To do
State how many lines in the entries below contain the string "dark". Give only the number; case counts.

(Rows from a pointing dataset)
— BEGIN —

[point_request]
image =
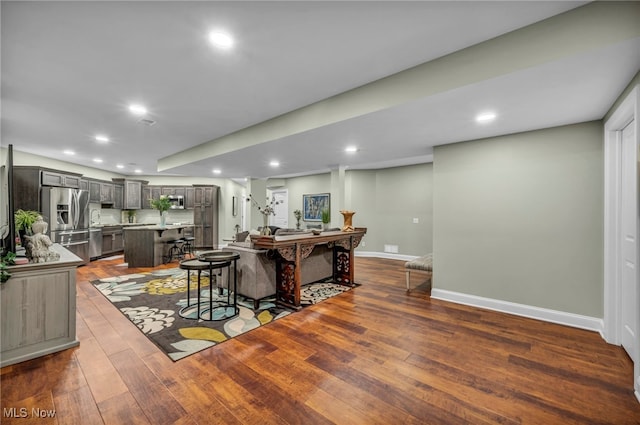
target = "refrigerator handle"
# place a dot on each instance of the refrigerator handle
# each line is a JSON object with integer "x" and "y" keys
{"x": 75, "y": 207}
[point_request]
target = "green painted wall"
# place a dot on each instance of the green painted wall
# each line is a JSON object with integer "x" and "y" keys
{"x": 520, "y": 218}
{"x": 385, "y": 202}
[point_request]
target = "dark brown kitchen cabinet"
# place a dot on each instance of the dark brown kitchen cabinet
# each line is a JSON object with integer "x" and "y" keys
{"x": 101, "y": 192}
{"x": 134, "y": 196}
{"x": 28, "y": 180}
{"x": 50, "y": 178}
{"x": 112, "y": 239}
{"x": 150, "y": 192}
{"x": 106, "y": 193}
{"x": 173, "y": 190}
{"x": 118, "y": 196}
{"x": 188, "y": 197}
{"x": 94, "y": 191}
{"x": 205, "y": 220}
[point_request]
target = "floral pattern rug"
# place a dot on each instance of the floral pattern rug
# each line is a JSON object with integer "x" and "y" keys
{"x": 153, "y": 302}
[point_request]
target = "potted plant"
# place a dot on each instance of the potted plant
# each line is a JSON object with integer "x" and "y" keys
{"x": 131, "y": 214}
{"x": 326, "y": 217}
{"x": 24, "y": 219}
{"x": 5, "y": 262}
{"x": 298, "y": 215}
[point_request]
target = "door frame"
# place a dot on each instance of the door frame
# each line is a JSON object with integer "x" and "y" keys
{"x": 272, "y": 193}
{"x": 626, "y": 112}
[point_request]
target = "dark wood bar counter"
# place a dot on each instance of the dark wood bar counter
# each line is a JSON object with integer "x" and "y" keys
{"x": 146, "y": 246}
{"x": 292, "y": 249}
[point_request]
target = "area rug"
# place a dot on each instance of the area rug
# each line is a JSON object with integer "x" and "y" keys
{"x": 152, "y": 301}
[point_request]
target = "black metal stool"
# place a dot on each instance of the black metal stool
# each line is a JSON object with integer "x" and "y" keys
{"x": 189, "y": 266}
{"x": 187, "y": 247}
{"x": 175, "y": 251}
{"x": 219, "y": 260}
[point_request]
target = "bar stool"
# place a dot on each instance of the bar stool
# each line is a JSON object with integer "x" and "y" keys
{"x": 219, "y": 260}
{"x": 187, "y": 247}
{"x": 175, "y": 250}
{"x": 189, "y": 266}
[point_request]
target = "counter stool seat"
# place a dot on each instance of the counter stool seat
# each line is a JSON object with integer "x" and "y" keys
{"x": 175, "y": 250}
{"x": 187, "y": 246}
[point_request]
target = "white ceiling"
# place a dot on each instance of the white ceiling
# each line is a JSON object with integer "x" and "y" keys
{"x": 69, "y": 70}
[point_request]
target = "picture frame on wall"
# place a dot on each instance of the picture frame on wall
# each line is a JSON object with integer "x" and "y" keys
{"x": 313, "y": 205}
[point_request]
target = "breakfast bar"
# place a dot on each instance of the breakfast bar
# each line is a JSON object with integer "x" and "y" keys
{"x": 146, "y": 246}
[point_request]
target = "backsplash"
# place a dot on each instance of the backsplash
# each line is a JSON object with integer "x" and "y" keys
{"x": 115, "y": 216}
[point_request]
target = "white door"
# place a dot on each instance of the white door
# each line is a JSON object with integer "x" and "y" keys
{"x": 629, "y": 225}
{"x": 281, "y": 209}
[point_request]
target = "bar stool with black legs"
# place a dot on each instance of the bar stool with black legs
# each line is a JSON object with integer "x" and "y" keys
{"x": 193, "y": 265}
{"x": 187, "y": 247}
{"x": 175, "y": 250}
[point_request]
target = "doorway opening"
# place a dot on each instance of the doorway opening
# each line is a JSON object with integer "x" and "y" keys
{"x": 622, "y": 249}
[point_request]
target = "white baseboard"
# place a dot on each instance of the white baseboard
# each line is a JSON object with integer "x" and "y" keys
{"x": 386, "y": 255}
{"x": 560, "y": 317}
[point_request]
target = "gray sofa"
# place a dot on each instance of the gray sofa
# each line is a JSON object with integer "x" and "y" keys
{"x": 257, "y": 270}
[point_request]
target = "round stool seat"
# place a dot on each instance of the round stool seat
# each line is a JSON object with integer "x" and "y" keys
{"x": 194, "y": 265}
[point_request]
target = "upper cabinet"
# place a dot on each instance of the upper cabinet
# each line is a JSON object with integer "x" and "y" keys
{"x": 51, "y": 178}
{"x": 154, "y": 192}
{"x": 133, "y": 193}
{"x": 94, "y": 191}
{"x": 118, "y": 196}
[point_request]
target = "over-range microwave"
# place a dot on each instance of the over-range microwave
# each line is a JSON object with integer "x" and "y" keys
{"x": 177, "y": 202}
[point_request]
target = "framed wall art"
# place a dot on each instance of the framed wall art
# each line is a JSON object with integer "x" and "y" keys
{"x": 314, "y": 204}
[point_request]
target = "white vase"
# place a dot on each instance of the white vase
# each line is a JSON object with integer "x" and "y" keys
{"x": 266, "y": 231}
{"x": 163, "y": 218}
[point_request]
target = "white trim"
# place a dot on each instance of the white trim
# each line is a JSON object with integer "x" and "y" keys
{"x": 554, "y": 316}
{"x": 629, "y": 110}
{"x": 386, "y": 255}
{"x": 623, "y": 115}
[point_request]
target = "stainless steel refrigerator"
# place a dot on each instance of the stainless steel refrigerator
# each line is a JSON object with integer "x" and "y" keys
{"x": 67, "y": 211}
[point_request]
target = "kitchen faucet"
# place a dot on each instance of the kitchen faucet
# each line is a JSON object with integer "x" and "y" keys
{"x": 92, "y": 220}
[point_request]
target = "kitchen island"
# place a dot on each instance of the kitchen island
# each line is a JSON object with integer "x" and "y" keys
{"x": 38, "y": 308}
{"x": 146, "y": 246}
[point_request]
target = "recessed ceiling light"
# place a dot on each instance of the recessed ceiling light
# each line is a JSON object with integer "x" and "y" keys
{"x": 137, "y": 109}
{"x": 221, "y": 39}
{"x": 486, "y": 117}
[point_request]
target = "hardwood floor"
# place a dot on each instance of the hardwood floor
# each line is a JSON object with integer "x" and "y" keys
{"x": 373, "y": 355}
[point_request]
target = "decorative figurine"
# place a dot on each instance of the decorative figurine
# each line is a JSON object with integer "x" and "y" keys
{"x": 38, "y": 246}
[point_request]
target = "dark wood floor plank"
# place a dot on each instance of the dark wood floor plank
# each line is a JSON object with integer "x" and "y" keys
{"x": 375, "y": 354}
{"x": 155, "y": 400}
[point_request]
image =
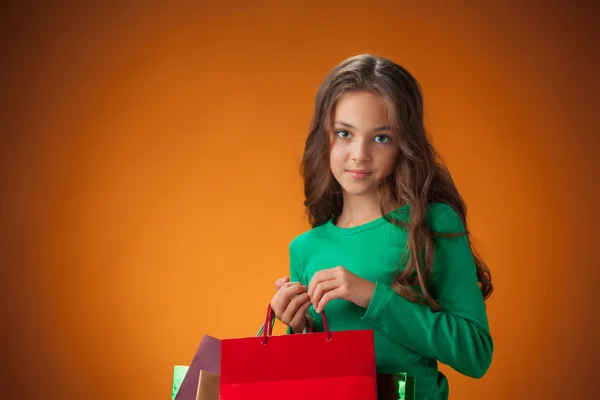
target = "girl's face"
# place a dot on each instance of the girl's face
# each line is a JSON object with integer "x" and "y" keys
{"x": 363, "y": 146}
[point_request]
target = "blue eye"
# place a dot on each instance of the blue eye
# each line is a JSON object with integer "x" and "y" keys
{"x": 382, "y": 139}
{"x": 343, "y": 134}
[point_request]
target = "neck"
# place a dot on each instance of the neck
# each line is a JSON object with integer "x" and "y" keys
{"x": 359, "y": 210}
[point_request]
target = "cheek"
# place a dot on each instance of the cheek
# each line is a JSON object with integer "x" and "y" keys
{"x": 388, "y": 161}
{"x": 336, "y": 155}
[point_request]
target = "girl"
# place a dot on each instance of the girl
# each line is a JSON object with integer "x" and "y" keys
{"x": 389, "y": 249}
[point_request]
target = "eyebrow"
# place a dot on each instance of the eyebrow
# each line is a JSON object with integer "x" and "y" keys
{"x": 347, "y": 125}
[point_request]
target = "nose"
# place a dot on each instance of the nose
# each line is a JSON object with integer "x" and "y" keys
{"x": 360, "y": 150}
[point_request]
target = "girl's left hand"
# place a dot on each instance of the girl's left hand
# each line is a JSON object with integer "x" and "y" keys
{"x": 339, "y": 283}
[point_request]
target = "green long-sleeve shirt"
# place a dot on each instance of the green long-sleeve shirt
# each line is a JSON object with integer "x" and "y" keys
{"x": 409, "y": 337}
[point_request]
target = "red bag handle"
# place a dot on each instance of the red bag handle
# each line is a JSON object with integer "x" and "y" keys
{"x": 268, "y": 331}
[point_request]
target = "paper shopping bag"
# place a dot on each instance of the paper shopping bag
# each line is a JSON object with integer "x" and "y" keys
{"x": 321, "y": 365}
{"x": 208, "y": 386}
{"x": 399, "y": 386}
{"x": 179, "y": 372}
{"x": 207, "y": 358}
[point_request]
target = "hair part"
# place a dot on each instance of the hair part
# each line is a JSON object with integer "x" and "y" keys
{"x": 418, "y": 179}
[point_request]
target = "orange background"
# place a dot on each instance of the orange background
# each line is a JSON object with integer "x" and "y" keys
{"x": 150, "y": 181}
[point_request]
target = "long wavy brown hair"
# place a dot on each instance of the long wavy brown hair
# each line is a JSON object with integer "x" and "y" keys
{"x": 419, "y": 177}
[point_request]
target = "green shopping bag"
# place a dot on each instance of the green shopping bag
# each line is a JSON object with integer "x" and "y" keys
{"x": 179, "y": 372}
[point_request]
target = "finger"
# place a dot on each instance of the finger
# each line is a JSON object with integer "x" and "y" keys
{"x": 321, "y": 289}
{"x": 290, "y": 291}
{"x": 298, "y": 319}
{"x": 281, "y": 281}
{"x": 318, "y": 277}
{"x": 327, "y": 297}
{"x": 293, "y": 306}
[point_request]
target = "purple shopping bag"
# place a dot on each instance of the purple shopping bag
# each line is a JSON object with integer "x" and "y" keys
{"x": 207, "y": 358}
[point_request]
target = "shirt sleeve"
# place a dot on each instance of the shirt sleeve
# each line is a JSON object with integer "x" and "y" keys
{"x": 458, "y": 335}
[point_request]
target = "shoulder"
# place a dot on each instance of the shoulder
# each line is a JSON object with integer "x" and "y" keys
{"x": 308, "y": 239}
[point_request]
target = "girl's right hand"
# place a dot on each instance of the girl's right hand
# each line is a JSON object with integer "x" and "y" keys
{"x": 291, "y": 303}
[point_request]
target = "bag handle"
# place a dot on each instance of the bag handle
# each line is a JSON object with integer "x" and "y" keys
{"x": 270, "y": 321}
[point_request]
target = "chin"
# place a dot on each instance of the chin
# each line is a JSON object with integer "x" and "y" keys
{"x": 359, "y": 190}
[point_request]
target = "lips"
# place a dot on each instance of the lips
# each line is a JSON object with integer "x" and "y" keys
{"x": 359, "y": 173}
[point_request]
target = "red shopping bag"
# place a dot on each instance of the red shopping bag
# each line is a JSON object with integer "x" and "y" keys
{"x": 321, "y": 365}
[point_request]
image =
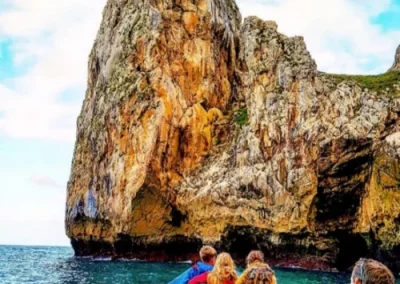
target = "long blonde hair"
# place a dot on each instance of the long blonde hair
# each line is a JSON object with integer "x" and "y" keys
{"x": 224, "y": 269}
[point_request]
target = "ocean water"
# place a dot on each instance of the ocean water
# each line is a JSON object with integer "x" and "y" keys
{"x": 56, "y": 265}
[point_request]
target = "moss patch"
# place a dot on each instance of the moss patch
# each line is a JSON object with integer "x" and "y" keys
{"x": 241, "y": 117}
{"x": 383, "y": 83}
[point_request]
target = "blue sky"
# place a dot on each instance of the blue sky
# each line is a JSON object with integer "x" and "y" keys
{"x": 44, "y": 45}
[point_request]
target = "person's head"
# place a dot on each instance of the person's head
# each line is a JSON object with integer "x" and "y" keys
{"x": 208, "y": 254}
{"x": 368, "y": 271}
{"x": 260, "y": 275}
{"x": 224, "y": 269}
{"x": 254, "y": 256}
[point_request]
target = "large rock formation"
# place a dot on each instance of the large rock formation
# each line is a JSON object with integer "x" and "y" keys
{"x": 198, "y": 128}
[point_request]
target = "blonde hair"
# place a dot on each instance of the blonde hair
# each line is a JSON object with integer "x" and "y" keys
{"x": 260, "y": 275}
{"x": 207, "y": 253}
{"x": 254, "y": 256}
{"x": 224, "y": 269}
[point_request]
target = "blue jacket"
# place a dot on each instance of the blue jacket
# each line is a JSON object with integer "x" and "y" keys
{"x": 192, "y": 272}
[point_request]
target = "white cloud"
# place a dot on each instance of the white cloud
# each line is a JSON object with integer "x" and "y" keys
{"x": 51, "y": 40}
{"x": 44, "y": 181}
{"x": 339, "y": 33}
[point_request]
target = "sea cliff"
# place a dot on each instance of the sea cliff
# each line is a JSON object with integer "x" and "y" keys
{"x": 200, "y": 127}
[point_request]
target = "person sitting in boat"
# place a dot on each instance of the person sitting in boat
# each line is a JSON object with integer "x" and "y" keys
{"x": 224, "y": 272}
{"x": 255, "y": 259}
{"x": 369, "y": 271}
{"x": 260, "y": 275}
{"x": 207, "y": 256}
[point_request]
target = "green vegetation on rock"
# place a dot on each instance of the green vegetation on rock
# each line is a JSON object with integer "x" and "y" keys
{"x": 387, "y": 82}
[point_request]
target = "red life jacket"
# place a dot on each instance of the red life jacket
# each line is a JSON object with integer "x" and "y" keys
{"x": 202, "y": 279}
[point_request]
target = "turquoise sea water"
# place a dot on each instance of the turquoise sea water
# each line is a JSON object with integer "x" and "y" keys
{"x": 56, "y": 265}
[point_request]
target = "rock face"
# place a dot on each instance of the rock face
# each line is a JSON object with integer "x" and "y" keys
{"x": 198, "y": 128}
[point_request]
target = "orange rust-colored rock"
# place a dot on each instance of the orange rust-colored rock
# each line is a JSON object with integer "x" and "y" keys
{"x": 198, "y": 128}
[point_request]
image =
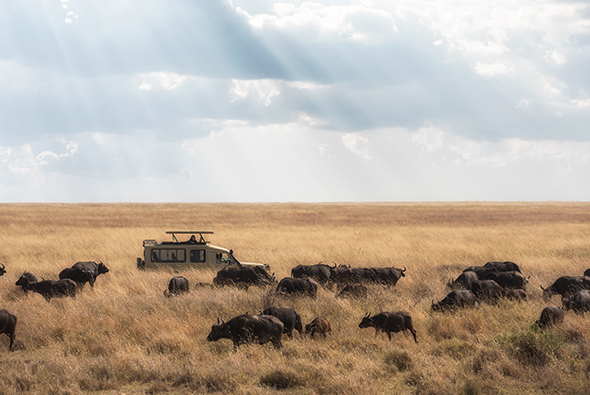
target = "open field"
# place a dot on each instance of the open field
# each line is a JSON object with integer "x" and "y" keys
{"x": 126, "y": 337}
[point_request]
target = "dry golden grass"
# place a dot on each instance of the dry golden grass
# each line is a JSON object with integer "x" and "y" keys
{"x": 125, "y": 337}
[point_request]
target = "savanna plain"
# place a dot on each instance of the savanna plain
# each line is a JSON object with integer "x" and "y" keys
{"x": 125, "y": 337}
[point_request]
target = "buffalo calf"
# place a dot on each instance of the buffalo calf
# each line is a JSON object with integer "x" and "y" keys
{"x": 318, "y": 325}
{"x": 8, "y": 325}
{"x": 177, "y": 285}
{"x": 389, "y": 322}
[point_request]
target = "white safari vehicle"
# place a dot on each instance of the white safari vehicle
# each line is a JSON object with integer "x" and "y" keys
{"x": 195, "y": 252}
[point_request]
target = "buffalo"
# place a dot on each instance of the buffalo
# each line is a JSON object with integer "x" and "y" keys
{"x": 566, "y": 286}
{"x": 8, "y": 325}
{"x": 457, "y": 298}
{"x": 464, "y": 280}
{"x": 177, "y": 285}
{"x": 49, "y": 288}
{"x": 297, "y": 286}
{"x": 246, "y": 328}
{"x": 93, "y": 268}
{"x": 318, "y": 325}
{"x": 551, "y": 315}
{"x": 80, "y": 277}
{"x": 288, "y": 316}
{"x": 243, "y": 277}
{"x": 507, "y": 279}
{"x": 488, "y": 290}
{"x": 319, "y": 272}
{"x": 356, "y": 290}
{"x": 580, "y": 302}
{"x": 389, "y": 322}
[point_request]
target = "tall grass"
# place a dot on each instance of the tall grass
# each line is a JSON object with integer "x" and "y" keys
{"x": 125, "y": 336}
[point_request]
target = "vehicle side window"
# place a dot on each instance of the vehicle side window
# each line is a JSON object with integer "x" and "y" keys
{"x": 197, "y": 255}
{"x": 168, "y": 255}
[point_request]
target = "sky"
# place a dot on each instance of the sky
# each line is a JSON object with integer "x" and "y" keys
{"x": 300, "y": 101}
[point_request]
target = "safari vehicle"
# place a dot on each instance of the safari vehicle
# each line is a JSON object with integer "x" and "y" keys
{"x": 196, "y": 252}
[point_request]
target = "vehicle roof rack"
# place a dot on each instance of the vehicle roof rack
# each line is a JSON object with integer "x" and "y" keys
{"x": 192, "y": 232}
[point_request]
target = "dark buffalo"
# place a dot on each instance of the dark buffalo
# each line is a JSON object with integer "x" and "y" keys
{"x": 49, "y": 288}
{"x": 318, "y": 325}
{"x": 580, "y": 302}
{"x": 356, "y": 290}
{"x": 389, "y": 275}
{"x": 487, "y": 290}
{"x": 566, "y": 286}
{"x": 464, "y": 280}
{"x": 551, "y": 315}
{"x": 297, "y": 286}
{"x": 8, "y": 325}
{"x": 288, "y": 316}
{"x": 508, "y": 279}
{"x": 95, "y": 269}
{"x": 389, "y": 322}
{"x": 247, "y": 328}
{"x": 77, "y": 275}
{"x": 177, "y": 285}
{"x": 26, "y": 279}
{"x": 457, "y": 298}
{"x": 243, "y": 277}
{"x": 320, "y": 272}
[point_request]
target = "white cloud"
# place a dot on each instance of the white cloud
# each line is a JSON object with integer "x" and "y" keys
{"x": 357, "y": 144}
{"x": 265, "y": 90}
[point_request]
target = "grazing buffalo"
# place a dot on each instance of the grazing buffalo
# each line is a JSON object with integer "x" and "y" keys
{"x": 464, "y": 280}
{"x": 247, "y": 328}
{"x": 580, "y": 302}
{"x": 457, "y": 298}
{"x": 49, "y": 288}
{"x": 243, "y": 277}
{"x": 389, "y": 322}
{"x": 508, "y": 279}
{"x": 93, "y": 268}
{"x": 288, "y": 316}
{"x": 8, "y": 325}
{"x": 318, "y": 325}
{"x": 566, "y": 286}
{"x": 297, "y": 286}
{"x": 26, "y": 279}
{"x": 356, "y": 290}
{"x": 79, "y": 276}
{"x": 320, "y": 272}
{"x": 487, "y": 290}
{"x": 177, "y": 285}
{"x": 551, "y": 315}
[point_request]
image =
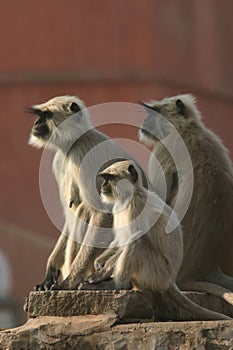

— END —

Answer for the task
8